Jakarta – Tekanan inflasi yang semakin tinggi dapat memicu ancaman resesi dan stagflasi sehingga dikhawatirkan akan berdampak pada penurunan kredit perbankan. Slamet Edy Purnomo, Deputi Komisioner Pengawas Perbankan III OJK optimis pertumbuhan kredit hingga akhir 2022 dapat diatas 10%.
“Pertumbuhan ekonomi kita tumbuh 5,72% ditopang dengan kredit kita tumbuh sebesar 11% hingga September 2022 dan kita optimis di akhir 2022 kredit masih diatas 10%,” ujar Slamet, dalam seminar “Peluang Pertumbuhan Kredit di Tengah Ancaman Resesi dan Dinamika Politik” yang digelar PEFINDO Biro Kredit IdScore, Kamis, 10 November 2022.
Lebih lanjut, dia mengatakan, inflasi hanya dapat ditekan dengan peningkatan suku bunga acuan, yang saat ini sudah mencapai 4,75% per Oktober 2022, jika terus meningkat nasib dari kredit perbankan dikhawatirkan akan menurun.
Namun, OJK akan terus melakukan kebijakan countercyclical buffer dan perbankan akan terus didorong untuk terus optimis terutama di sektor-sektor yang saat ini masih memberikan prospek yang bagus seperti sektor rumah tangga, perdagangan, industri pengolahan serta UMKM.

DATA TERSIMPAN
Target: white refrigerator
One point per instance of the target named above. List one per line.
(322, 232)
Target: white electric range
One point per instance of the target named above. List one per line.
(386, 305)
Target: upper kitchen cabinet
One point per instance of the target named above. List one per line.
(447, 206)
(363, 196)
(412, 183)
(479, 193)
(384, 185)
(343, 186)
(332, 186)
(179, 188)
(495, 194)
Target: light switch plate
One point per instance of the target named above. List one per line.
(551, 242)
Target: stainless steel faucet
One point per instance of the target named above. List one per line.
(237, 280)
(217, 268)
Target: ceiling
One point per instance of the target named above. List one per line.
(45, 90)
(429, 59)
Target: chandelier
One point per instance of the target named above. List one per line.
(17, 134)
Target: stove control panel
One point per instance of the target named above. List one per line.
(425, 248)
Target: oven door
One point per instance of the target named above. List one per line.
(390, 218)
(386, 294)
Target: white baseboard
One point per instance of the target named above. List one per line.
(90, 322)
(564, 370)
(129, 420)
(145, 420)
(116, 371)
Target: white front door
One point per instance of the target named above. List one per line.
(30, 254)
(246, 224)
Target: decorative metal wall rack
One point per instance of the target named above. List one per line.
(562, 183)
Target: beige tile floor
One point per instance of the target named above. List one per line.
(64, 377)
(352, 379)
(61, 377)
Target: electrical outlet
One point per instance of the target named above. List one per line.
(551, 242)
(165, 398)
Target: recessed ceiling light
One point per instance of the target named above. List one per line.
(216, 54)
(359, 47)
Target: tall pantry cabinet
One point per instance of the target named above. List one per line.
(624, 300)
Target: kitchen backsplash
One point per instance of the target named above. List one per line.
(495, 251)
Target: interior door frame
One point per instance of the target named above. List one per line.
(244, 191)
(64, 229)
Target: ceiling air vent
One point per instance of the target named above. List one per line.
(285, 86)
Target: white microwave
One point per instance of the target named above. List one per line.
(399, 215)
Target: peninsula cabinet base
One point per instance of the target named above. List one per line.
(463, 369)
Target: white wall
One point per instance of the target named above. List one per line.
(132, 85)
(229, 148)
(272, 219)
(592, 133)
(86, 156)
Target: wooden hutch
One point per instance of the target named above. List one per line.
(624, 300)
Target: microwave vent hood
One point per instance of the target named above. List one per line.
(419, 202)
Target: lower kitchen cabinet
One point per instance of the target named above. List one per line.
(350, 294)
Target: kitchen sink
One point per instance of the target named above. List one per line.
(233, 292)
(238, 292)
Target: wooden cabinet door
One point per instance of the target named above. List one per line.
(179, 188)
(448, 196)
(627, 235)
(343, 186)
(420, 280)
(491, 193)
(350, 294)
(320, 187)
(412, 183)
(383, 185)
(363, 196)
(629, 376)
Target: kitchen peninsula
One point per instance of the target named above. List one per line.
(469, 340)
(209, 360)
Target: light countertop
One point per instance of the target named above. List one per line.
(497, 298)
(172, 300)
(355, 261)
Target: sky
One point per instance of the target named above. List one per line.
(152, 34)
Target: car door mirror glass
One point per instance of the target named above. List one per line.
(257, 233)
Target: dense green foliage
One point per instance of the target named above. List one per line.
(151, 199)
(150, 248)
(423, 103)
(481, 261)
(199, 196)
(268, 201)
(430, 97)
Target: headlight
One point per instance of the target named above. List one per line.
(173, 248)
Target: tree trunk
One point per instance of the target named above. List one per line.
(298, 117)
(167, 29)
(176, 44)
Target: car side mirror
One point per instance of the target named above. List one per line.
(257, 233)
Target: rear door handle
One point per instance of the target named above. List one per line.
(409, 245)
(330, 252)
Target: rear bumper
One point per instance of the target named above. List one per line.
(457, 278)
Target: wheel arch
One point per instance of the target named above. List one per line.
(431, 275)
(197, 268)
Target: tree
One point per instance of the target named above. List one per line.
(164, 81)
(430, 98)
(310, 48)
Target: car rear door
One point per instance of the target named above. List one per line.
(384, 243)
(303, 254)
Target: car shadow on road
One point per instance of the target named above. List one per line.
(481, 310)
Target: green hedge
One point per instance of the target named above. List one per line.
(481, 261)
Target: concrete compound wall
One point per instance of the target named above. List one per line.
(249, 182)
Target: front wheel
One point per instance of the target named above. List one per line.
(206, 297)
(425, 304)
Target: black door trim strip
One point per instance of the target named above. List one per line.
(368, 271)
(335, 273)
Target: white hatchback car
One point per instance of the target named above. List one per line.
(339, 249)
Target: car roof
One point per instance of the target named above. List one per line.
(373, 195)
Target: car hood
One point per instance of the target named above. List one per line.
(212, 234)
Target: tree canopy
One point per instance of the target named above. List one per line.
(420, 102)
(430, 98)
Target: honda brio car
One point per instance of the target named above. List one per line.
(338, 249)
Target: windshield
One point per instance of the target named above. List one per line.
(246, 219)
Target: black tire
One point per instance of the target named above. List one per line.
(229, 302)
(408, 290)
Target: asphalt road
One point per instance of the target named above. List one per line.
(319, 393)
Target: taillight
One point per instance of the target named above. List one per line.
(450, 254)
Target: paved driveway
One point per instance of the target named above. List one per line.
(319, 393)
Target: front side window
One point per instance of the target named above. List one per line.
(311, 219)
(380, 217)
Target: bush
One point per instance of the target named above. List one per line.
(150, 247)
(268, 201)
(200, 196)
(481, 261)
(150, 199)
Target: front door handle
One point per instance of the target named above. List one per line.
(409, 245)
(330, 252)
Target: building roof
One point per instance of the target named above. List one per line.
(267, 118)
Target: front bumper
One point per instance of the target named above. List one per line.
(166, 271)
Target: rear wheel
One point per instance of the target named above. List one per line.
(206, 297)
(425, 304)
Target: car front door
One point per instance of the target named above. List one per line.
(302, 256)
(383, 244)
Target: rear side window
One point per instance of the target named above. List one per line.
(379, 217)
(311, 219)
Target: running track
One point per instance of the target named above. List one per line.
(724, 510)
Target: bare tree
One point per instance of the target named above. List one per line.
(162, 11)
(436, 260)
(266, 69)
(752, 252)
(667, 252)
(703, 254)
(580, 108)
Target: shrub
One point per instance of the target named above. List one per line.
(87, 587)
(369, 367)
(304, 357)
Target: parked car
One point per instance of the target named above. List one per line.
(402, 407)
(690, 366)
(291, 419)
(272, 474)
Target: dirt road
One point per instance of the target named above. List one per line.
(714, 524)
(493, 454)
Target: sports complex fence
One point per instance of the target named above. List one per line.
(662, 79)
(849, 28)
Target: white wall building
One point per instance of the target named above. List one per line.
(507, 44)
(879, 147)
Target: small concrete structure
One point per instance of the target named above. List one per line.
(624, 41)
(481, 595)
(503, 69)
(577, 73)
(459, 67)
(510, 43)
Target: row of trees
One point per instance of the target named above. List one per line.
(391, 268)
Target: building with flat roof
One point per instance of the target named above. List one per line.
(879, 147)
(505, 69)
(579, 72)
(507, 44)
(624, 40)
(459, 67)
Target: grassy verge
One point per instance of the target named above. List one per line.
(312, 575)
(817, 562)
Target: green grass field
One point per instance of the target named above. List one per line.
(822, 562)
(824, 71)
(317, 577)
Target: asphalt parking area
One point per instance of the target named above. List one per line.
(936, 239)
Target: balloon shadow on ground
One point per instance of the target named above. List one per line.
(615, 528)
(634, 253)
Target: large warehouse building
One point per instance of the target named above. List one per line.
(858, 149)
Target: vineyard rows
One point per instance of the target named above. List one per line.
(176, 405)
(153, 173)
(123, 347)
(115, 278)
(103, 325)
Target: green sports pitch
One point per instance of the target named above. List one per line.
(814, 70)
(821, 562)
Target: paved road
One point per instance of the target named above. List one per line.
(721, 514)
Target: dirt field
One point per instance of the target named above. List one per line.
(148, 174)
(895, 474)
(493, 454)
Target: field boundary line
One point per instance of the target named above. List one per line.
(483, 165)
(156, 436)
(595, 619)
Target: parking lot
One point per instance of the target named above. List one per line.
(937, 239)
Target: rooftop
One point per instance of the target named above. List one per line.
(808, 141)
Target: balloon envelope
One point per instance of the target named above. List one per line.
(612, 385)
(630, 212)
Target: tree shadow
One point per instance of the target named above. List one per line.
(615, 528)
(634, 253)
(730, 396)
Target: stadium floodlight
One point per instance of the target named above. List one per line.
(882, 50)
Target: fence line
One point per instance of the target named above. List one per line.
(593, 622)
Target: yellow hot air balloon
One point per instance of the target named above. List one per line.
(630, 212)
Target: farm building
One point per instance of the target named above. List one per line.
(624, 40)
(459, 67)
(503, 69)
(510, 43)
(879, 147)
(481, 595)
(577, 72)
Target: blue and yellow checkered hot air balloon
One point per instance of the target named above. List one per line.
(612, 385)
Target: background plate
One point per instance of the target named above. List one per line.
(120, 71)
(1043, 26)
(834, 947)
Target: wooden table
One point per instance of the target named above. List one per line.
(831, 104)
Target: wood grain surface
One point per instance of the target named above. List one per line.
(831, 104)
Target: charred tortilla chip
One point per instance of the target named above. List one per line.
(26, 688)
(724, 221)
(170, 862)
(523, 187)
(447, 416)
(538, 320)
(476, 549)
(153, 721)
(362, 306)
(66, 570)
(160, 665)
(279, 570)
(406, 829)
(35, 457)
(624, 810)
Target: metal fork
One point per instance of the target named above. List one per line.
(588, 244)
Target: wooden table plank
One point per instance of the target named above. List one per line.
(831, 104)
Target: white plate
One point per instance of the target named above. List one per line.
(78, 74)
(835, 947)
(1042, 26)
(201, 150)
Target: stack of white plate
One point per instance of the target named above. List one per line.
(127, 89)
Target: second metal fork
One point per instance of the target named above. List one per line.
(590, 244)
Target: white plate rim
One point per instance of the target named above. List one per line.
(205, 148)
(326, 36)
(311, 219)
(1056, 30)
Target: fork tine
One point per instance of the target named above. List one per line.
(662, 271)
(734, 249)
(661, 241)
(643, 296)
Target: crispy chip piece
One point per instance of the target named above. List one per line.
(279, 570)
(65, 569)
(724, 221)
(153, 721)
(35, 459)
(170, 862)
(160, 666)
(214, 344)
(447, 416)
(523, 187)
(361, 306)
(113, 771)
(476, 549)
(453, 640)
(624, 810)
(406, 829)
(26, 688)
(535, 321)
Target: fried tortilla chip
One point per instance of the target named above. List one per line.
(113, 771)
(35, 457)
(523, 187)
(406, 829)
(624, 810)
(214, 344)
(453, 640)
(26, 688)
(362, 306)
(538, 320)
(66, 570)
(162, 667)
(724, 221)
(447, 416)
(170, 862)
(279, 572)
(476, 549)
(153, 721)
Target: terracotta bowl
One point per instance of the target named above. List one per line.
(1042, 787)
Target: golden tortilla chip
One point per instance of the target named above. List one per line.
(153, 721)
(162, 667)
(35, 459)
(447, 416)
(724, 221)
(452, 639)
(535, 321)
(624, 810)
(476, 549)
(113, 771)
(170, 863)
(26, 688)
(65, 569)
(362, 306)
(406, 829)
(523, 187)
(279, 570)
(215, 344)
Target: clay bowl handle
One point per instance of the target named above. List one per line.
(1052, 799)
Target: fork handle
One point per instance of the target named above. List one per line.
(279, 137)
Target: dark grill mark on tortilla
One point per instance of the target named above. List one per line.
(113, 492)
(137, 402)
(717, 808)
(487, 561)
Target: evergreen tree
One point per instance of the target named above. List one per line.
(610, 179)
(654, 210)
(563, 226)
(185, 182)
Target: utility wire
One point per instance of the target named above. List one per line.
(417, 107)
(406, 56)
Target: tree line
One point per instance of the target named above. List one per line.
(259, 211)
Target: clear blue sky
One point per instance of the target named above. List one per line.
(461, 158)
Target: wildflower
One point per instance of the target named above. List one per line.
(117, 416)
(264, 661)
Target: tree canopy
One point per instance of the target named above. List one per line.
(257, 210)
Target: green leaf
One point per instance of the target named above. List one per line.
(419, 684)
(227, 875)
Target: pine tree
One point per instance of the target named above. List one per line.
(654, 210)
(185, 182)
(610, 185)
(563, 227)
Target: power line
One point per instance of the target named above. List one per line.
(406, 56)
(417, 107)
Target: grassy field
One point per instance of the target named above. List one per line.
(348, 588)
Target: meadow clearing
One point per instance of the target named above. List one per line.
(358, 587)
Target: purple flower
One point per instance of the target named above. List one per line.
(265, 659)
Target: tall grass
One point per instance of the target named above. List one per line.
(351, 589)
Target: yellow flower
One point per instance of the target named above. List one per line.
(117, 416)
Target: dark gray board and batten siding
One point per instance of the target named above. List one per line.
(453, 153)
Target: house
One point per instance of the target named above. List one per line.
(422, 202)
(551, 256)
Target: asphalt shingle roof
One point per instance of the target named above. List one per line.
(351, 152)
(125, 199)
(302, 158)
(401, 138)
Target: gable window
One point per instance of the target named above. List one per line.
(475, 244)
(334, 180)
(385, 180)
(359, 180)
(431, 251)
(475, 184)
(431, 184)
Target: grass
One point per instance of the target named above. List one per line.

YANG DIKERJAKAN
• a. Dalam teks tentang kredit perbankan, berapa besar pertumbuhan kredit hingga September 2022?
• b. Tolong salin tanpa perubahan bagian teks tentang kredit perbankan dari "Namun, OJK akan" sampai "pengolahan serta UMKM.", termasuk kedua bagian itu.

JAWABAN SOAL
• a. Kredit tumbuh sebesar 11% hingga September 2022.

• b.
Namun, OJK akan terus melakukan kebijakan countercyclical buffer dan perbankan akan terus didorong untuk terus optimis terutama di sektor-sektor yang saat ini masih memberikan prospek yang bagus seperti sektor rumah tangga, perdagangan, industri pengolahan serta UMKM.